_What is expected_:
Can you summarize the abstract on genetically engineered mouse models of cancer in two sentences?

_Provided passage_:
Abstract Human cancers modeled in Genetically Engineered Mouse Models ( GEMM s) can provide important mechanistic insights into the molecular basis of tumor development and enable testing of new intervention strategies. The inherent complexity of these models, with often multiple modified tumor suppressor genes and oncogenes, has hampered their use as preclinical models for validating cancer genes and drug targets. In our newly developed approach for the fast generation of tumor cohorts we have overcome this obstacle, as exemplified for three GEMM s; two lung cancer models and one mesothelioma model. Three elements are central for this system; (i) The efficient derivation of authentic Embryonic Stem Cells ( ESC s) from established GEMM s, (ii) the routine introduction of transgenes of choice in these GEMM ‐ ESC s by F lp recombinase‐mediated integration and (iii) the direct use of the chimeric animals in tumor cohorts. By applying stringent quality controls, the GEMM ‐ ESC approach proofs to be a reliable and effective method to speed up cancer gene assessment and target validation. As proof‐of‐principle, we demonstrate that MycL1 is a key driver gene in Small Cell Lung Cancer.

_Dataset excerpt_:
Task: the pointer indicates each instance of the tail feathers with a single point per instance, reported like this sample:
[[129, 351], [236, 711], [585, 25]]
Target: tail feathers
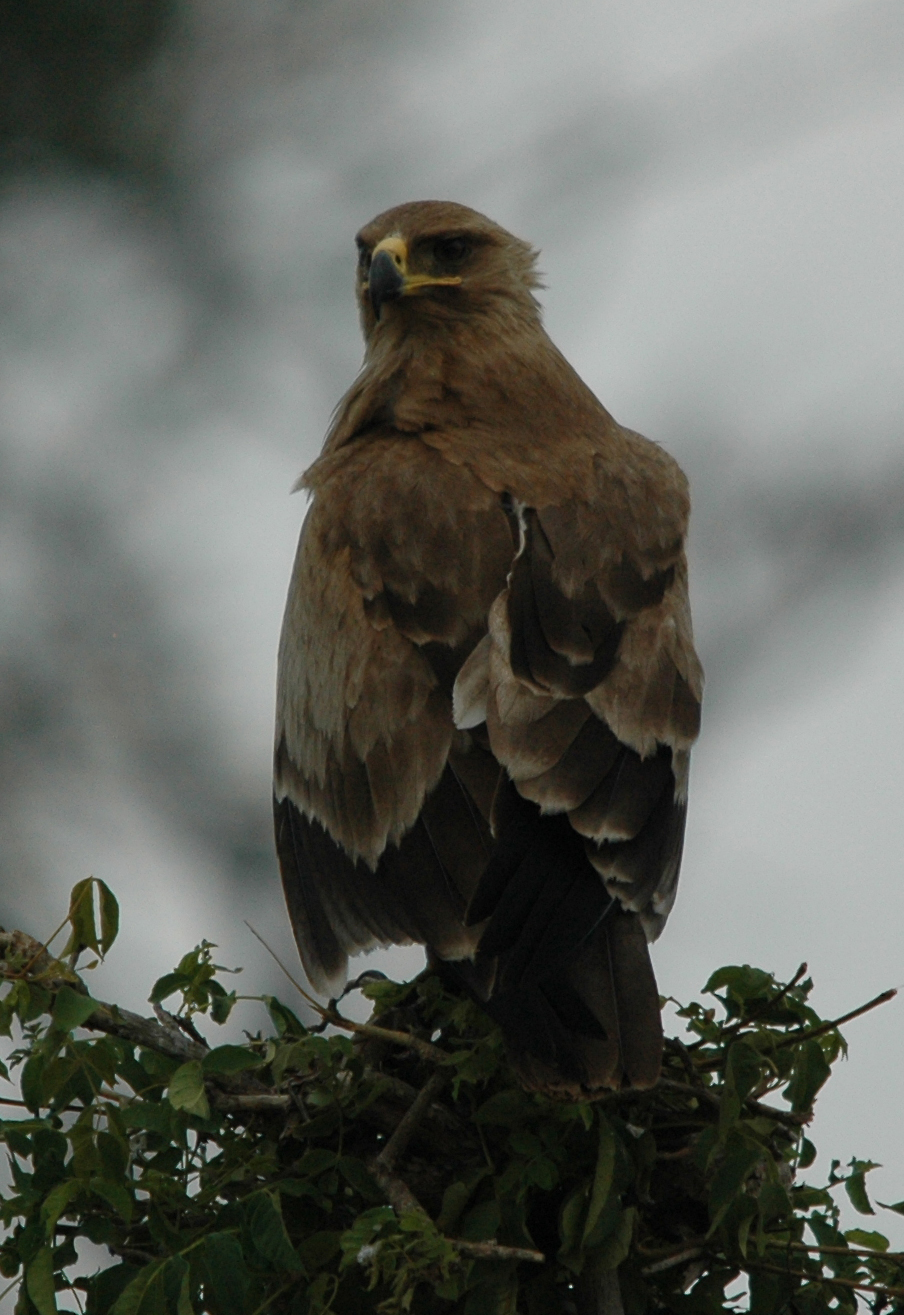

_Solution to this exercise_:
Genetically engineered mouse models of human cancer can offer mechanistic insight into tumor development and allow testing of new interventions, but their complexity, often with multiple modified tumor suppressor genes and oncogenes, has hampered their use as preclinical models for validating cancer genes and drug targets. A newly developed approach overcomes this by deriving embryonic stem cells from established models, introducing chosen transgenes through Flp recombinase-mediated integration, and using the chimeric animals directly in tumor cohorts, and as proof of principle it showed that MycL1 is a key driver gene in small cell lung cancer.